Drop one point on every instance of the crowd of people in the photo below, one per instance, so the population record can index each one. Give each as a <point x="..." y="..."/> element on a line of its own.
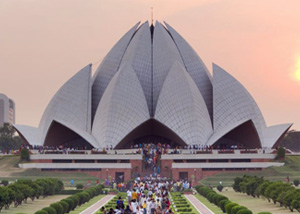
<point x="147" y="196"/>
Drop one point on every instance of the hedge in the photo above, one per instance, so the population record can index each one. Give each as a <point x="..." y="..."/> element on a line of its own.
<point x="221" y="201"/>
<point x="69" y="191"/>
<point x="70" y="203"/>
<point x="244" y="211"/>
<point x="58" y="207"/>
<point x="65" y="206"/>
<point x="237" y="208"/>
<point x="264" y="213"/>
<point x="41" y="212"/>
<point x="229" y="206"/>
<point x="50" y="210"/>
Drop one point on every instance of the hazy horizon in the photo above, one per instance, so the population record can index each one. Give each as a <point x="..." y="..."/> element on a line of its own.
<point x="44" y="43"/>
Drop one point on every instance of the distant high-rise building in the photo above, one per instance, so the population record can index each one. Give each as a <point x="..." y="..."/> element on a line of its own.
<point x="7" y="110"/>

______

Problem: Express as a JSON list of strings the lines beginning with the one that contains "Drop one point on every instance of the hazy" and continuing through the final line of the rows, one string per line.

Full response:
[
  "Drop one point on every instance of the hazy horizon in the photo above, one per instance, so the population record can index each one. Give each as a <point x=\"...\" y=\"...\"/> element on a line of its own.",
  "<point x=\"44\" y=\"43\"/>",
  "Drop one point on every instance of the distant high-rise building in the photo above, one per instance, so the population record can index each one. Give each as a <point x=\"...\" y=\"...\"/> element on a line of its own.",
  "<point x=\"7\" y=\"110\"/>"
]